Coordinate labeling data
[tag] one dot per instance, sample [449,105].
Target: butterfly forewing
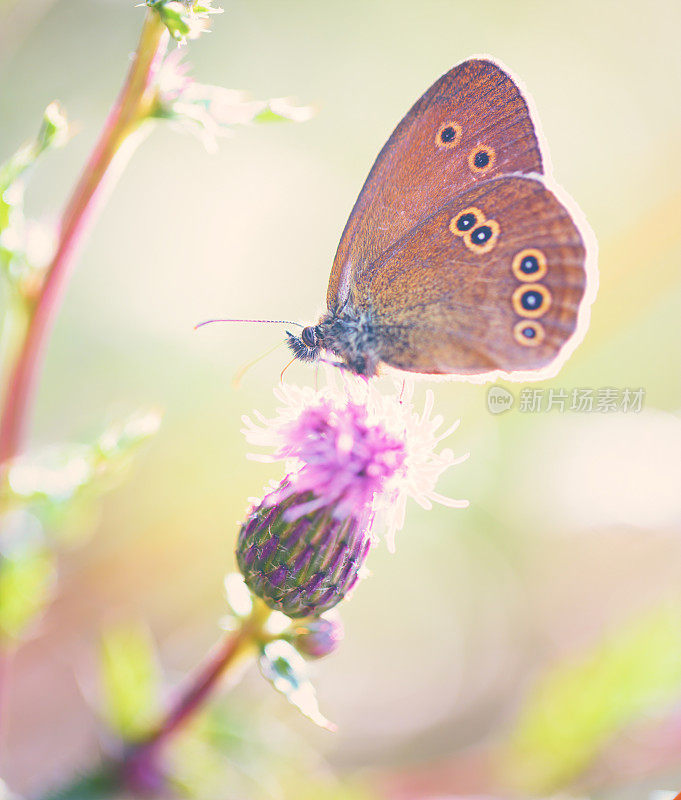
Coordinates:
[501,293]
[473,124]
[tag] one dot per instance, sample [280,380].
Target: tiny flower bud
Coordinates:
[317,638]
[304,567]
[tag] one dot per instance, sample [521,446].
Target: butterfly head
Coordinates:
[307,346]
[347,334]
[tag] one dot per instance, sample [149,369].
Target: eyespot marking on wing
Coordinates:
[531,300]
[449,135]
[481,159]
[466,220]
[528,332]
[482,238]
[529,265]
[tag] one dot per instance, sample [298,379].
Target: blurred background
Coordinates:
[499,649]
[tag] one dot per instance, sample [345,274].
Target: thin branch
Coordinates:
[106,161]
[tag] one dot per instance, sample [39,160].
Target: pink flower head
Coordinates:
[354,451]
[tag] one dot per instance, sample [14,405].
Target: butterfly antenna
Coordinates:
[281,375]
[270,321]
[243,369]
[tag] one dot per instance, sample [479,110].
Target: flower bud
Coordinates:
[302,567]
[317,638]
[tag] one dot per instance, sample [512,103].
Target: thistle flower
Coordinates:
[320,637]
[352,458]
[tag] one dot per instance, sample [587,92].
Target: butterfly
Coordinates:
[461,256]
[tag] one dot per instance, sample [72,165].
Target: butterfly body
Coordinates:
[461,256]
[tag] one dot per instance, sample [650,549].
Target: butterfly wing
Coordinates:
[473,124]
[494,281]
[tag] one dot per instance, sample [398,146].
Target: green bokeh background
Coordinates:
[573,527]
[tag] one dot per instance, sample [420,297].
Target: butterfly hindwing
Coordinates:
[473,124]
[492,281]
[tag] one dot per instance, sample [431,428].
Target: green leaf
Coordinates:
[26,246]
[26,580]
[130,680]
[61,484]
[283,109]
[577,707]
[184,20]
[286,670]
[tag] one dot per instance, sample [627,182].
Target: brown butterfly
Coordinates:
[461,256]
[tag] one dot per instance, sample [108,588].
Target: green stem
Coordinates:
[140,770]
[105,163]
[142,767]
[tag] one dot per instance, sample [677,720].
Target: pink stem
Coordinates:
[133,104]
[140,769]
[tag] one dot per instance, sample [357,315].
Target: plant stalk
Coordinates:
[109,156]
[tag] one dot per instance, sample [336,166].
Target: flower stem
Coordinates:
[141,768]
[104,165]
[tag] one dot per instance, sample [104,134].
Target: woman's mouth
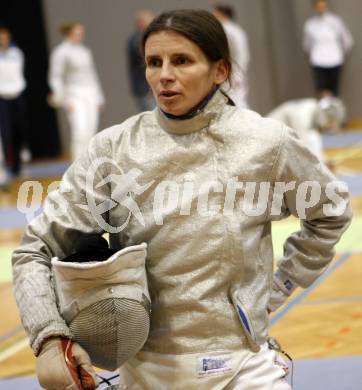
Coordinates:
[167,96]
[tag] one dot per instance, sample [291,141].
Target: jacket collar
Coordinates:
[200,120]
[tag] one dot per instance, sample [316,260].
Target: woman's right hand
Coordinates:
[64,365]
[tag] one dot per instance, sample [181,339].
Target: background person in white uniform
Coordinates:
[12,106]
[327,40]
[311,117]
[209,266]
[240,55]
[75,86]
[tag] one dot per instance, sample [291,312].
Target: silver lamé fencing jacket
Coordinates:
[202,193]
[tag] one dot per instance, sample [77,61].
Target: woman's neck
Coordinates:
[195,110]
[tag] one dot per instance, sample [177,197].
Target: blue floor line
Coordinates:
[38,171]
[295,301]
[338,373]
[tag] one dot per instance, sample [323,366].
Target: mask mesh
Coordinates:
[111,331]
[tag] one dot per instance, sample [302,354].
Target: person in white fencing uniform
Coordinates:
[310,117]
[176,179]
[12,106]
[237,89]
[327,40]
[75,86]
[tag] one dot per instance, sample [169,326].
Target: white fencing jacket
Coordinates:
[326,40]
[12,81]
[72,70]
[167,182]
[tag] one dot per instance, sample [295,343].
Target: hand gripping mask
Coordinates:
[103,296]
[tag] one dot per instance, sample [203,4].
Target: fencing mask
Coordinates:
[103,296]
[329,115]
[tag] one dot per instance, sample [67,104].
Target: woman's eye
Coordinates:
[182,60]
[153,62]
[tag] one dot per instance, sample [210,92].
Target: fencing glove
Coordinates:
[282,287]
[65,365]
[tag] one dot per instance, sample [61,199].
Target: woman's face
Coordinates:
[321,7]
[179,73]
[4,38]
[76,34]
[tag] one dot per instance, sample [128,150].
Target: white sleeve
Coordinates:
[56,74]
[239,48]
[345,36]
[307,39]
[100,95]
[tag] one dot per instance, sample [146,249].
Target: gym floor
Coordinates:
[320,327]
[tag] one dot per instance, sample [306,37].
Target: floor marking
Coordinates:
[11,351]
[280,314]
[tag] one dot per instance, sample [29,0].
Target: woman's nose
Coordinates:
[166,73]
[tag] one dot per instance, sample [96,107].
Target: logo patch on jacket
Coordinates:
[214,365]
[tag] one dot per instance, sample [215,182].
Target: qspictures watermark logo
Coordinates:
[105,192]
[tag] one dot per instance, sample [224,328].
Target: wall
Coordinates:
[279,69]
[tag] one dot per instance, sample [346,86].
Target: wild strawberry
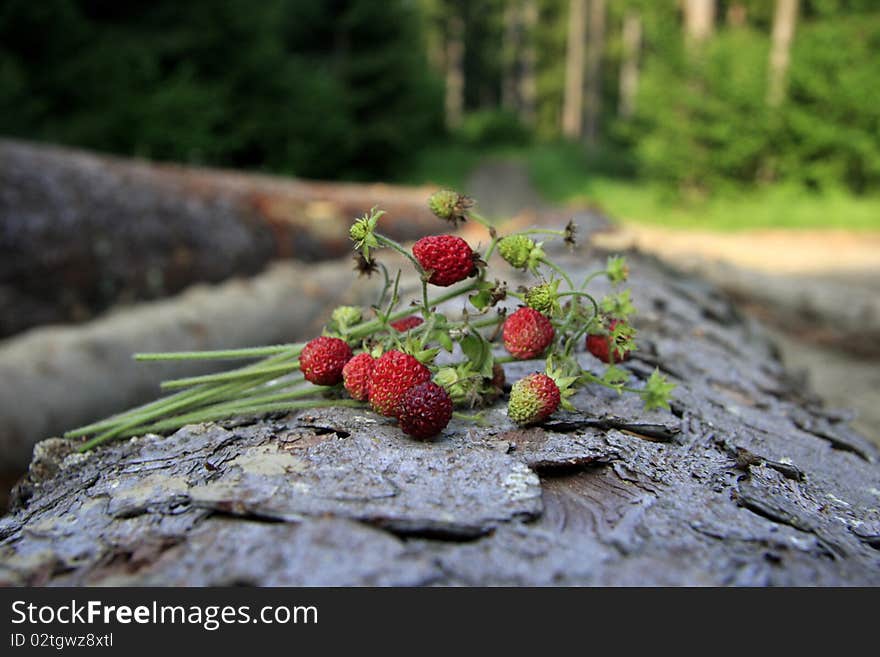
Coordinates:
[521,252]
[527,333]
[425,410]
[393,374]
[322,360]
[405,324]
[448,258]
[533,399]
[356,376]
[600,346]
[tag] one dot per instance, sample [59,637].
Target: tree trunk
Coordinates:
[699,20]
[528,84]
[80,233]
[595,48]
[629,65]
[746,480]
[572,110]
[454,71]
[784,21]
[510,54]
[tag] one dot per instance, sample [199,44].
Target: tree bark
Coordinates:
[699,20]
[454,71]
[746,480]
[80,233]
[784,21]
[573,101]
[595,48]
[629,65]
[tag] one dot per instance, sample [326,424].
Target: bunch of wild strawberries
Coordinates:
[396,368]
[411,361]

==

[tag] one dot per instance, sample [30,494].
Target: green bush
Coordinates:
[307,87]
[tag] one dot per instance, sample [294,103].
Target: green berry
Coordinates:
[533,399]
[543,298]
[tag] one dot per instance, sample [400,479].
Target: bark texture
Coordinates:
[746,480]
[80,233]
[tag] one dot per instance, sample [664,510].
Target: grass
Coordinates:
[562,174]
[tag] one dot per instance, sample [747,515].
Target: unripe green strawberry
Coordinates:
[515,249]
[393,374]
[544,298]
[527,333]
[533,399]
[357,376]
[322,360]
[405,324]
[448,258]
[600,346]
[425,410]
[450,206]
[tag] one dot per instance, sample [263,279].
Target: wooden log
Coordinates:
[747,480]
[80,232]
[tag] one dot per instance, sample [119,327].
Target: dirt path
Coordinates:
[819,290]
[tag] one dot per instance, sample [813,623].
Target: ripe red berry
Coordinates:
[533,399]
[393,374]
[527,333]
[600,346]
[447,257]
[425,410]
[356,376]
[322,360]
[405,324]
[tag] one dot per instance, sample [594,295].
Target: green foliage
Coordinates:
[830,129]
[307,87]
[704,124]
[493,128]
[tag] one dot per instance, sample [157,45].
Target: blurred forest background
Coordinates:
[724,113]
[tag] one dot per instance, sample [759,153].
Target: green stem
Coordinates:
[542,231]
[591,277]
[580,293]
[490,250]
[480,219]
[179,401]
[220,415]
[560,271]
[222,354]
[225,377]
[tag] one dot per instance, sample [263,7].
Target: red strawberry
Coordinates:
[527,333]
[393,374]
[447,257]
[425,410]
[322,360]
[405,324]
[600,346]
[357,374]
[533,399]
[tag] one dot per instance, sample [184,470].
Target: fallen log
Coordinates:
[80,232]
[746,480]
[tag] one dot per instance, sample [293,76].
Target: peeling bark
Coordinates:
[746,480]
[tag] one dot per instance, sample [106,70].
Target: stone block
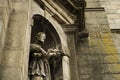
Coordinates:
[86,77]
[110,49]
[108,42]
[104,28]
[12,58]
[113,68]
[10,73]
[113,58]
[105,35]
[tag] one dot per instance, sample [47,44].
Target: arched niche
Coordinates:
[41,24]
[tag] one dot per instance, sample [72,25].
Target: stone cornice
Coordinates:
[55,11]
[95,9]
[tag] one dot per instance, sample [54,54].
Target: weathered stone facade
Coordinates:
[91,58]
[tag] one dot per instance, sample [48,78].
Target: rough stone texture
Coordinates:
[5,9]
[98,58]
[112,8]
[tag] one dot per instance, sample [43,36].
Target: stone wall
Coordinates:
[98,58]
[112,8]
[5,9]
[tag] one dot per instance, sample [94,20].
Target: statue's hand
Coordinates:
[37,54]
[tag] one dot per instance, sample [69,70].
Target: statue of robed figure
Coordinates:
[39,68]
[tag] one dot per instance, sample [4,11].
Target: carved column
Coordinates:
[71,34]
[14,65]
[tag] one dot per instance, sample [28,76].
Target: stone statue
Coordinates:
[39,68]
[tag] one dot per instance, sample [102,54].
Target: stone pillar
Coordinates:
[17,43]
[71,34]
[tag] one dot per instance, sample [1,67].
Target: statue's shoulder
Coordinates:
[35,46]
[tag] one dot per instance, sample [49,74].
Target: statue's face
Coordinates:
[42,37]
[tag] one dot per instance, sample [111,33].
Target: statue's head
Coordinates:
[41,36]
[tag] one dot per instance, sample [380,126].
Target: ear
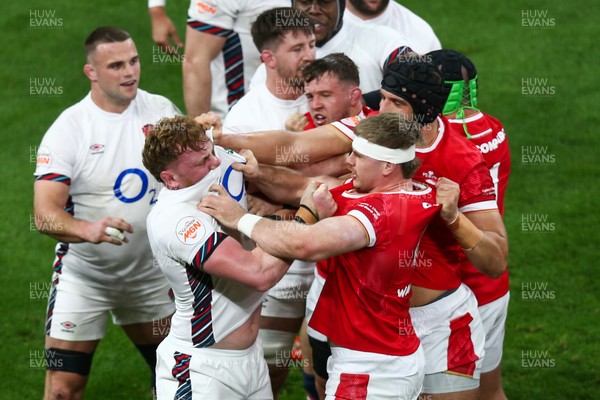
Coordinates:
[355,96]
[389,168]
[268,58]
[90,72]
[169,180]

Written task
How many lines in the items above contain the word "hand"? Reply with the number only.

Reply
3